--- Data supplied Enclosed Below ---

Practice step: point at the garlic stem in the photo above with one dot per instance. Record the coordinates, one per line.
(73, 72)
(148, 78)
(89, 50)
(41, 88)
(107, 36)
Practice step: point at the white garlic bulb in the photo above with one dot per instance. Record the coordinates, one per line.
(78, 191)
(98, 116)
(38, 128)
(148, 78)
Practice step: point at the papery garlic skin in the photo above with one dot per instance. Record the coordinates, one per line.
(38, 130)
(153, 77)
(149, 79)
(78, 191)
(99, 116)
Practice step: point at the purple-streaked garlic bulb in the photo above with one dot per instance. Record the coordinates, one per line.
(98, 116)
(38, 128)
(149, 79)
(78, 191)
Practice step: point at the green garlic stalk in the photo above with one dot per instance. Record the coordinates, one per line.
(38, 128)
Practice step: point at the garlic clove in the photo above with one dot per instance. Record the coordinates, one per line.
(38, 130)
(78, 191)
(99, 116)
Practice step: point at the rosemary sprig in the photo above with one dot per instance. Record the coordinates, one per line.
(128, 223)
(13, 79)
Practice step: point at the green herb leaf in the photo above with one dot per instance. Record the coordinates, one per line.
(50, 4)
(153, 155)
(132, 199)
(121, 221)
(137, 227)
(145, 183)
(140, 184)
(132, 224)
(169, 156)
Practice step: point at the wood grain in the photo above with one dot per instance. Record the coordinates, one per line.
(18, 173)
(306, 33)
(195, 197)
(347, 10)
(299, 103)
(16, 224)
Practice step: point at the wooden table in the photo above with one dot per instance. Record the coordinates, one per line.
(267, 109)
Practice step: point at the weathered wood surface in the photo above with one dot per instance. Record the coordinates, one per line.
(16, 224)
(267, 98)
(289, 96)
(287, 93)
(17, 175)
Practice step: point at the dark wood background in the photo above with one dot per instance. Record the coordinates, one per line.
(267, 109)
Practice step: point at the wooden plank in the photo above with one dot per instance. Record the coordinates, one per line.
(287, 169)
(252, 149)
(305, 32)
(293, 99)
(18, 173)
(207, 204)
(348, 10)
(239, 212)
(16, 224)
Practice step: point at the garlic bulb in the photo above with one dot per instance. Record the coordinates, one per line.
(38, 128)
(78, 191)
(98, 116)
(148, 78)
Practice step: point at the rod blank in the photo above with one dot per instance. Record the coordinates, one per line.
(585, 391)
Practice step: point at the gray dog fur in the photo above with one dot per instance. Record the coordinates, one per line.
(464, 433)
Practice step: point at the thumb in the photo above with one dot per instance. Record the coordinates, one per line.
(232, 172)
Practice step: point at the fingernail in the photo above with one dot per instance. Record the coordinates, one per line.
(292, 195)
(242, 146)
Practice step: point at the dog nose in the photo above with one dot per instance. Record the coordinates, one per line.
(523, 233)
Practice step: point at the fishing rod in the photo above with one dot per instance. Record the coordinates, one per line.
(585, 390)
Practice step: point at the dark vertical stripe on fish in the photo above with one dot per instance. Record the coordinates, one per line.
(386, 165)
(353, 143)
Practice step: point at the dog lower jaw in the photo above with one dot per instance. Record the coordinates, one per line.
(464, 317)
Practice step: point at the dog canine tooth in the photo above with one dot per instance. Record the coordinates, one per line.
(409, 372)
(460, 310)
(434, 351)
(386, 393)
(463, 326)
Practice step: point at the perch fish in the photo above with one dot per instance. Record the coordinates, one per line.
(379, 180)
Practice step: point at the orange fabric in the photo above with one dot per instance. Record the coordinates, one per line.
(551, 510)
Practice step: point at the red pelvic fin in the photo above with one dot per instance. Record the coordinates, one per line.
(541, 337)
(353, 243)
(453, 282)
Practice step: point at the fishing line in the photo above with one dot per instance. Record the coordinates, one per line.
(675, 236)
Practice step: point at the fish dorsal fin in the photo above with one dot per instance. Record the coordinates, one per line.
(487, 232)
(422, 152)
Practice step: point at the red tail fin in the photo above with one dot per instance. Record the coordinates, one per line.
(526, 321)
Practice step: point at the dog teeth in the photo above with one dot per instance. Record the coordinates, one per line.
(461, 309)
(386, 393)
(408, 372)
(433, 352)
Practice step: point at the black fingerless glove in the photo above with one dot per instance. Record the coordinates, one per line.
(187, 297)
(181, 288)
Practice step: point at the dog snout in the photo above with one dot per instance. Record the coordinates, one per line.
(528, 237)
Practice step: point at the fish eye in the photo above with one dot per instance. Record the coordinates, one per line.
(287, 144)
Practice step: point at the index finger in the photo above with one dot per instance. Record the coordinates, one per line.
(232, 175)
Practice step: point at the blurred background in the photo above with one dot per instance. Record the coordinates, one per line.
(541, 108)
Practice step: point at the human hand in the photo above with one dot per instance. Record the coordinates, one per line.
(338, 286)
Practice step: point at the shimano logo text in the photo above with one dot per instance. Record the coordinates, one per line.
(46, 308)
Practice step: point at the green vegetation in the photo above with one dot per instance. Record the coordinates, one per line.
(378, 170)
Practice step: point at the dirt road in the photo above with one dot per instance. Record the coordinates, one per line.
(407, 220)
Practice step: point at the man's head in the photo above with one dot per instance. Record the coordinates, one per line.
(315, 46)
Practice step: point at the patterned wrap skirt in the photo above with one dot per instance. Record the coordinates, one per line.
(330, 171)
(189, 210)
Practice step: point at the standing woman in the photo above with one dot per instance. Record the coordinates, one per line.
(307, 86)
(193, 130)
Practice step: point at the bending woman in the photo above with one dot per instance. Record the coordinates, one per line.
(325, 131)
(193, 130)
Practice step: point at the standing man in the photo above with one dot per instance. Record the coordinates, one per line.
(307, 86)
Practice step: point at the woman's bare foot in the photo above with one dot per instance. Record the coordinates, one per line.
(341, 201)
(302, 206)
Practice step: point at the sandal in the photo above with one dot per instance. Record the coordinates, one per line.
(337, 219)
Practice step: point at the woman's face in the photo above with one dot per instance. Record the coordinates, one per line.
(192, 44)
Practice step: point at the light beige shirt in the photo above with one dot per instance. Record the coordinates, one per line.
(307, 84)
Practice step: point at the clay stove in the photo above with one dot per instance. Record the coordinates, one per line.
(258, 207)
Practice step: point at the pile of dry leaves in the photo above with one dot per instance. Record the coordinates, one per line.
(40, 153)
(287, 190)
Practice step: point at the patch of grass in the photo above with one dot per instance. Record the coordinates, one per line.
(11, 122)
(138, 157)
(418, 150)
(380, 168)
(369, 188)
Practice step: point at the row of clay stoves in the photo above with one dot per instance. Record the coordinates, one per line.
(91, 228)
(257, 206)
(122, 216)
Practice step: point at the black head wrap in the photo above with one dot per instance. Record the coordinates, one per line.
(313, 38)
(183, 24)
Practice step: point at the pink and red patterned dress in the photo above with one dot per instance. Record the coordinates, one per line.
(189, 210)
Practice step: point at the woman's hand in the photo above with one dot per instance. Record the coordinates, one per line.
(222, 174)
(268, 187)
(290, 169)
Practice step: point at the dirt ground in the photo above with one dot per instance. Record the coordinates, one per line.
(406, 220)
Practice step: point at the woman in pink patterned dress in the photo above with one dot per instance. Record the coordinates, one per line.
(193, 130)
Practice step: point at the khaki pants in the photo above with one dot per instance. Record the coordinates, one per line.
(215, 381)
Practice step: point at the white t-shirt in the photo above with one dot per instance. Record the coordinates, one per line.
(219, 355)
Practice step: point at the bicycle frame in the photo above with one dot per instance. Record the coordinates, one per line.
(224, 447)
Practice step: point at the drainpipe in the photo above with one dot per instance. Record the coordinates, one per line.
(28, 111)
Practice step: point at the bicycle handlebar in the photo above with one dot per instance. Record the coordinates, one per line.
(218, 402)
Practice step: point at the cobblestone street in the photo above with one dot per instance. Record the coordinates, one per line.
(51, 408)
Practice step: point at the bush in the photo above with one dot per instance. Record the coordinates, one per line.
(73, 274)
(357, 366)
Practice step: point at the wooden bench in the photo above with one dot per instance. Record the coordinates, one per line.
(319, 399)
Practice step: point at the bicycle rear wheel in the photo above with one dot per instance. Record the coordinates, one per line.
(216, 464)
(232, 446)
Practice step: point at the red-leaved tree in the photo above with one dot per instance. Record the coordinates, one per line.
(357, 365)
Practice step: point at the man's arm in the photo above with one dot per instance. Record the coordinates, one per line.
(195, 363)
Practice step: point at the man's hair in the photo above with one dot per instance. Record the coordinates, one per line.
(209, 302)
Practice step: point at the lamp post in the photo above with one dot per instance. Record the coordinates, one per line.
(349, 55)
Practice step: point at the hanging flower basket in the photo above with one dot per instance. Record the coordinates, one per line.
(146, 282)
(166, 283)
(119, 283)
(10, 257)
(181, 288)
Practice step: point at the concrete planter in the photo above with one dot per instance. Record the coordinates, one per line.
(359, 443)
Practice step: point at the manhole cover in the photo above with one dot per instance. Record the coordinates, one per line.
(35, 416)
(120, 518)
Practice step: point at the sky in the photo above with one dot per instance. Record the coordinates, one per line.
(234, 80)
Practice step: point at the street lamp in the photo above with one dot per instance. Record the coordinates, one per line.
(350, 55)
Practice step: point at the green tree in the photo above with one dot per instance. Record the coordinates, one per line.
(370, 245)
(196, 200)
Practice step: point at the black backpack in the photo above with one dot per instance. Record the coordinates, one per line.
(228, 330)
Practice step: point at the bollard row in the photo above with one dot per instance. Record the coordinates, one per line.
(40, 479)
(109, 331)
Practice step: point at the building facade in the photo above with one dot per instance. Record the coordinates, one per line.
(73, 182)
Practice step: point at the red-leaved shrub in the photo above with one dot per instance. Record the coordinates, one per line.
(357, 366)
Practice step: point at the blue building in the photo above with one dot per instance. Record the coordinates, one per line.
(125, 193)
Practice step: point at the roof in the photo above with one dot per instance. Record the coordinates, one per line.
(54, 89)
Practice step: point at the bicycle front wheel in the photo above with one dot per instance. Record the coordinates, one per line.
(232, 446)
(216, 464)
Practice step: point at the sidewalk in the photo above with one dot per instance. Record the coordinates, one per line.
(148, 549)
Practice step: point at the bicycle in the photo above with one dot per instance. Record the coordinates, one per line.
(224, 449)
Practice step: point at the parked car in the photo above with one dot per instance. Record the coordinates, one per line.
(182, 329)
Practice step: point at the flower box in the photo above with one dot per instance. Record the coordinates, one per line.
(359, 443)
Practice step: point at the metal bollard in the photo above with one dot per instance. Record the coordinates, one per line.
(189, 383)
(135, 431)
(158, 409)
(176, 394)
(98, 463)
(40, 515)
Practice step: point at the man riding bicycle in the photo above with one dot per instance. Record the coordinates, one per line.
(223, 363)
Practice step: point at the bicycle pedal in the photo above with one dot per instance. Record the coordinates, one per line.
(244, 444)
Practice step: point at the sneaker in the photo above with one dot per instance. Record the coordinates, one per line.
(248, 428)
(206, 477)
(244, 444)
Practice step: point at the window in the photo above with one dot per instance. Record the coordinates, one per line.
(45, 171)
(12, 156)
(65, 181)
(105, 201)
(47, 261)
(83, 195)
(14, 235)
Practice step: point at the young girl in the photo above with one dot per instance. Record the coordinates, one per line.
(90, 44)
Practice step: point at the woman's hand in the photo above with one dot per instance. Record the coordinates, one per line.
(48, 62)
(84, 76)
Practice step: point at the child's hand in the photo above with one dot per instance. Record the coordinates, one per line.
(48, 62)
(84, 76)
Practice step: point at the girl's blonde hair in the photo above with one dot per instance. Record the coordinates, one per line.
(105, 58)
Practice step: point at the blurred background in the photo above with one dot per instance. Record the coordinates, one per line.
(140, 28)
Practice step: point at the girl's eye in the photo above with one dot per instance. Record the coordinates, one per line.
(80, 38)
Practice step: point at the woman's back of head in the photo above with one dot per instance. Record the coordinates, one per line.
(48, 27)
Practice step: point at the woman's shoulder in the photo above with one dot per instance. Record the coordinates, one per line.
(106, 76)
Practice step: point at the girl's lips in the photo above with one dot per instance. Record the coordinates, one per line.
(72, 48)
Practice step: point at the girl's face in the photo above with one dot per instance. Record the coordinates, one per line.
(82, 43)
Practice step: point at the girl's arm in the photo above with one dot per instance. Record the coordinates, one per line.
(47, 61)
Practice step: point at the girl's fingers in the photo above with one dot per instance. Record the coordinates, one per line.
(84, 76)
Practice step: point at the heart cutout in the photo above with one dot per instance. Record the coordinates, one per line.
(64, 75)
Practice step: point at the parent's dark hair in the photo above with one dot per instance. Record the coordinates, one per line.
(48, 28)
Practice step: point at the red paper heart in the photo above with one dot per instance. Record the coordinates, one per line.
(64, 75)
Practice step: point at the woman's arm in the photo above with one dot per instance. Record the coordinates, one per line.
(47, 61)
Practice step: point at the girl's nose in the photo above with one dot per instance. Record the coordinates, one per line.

--- End of Enclosed Data supplied ---

*Problem details:* Your reply should be a verbatim retyping of the lines from the one that holds "Practice step: point at the girl's face" through the last line of the entries.

*Expected answer:*
Practice step: point at the girl's face in the photo above with one dot per instance. Record the coordinates, one per line.
(82, 43)
Practice step: point at the girl's arm in the photo above with one dot per instance. Record the coordinates, one per line.
(47, 61)
Practice step: point at the girl's fingers in the photo above with one dot per instance. Record the coordinates, one per line.
(84, 76)
Practice step: point at the heart cutout in the photo above with one dot per instance. Record the coordinates, one per line.
(64, 75)
Practice step: point at the parent's dark hair in the photo above with one dot per instance. Record the coordinates, one per line.
(48, 28)
Practice step: point at the red paper heart in the photo above with one dot per instance. Record the coordinates, one per line.
(64, 75)
Practice step: point at the woman's arm in the photo above with one dot per instance. Record the coordinates, one per line.
(47, 61)
Practice step: point at the girl's nose in the photo above with one dot per instance. Record the coordinates, one per line.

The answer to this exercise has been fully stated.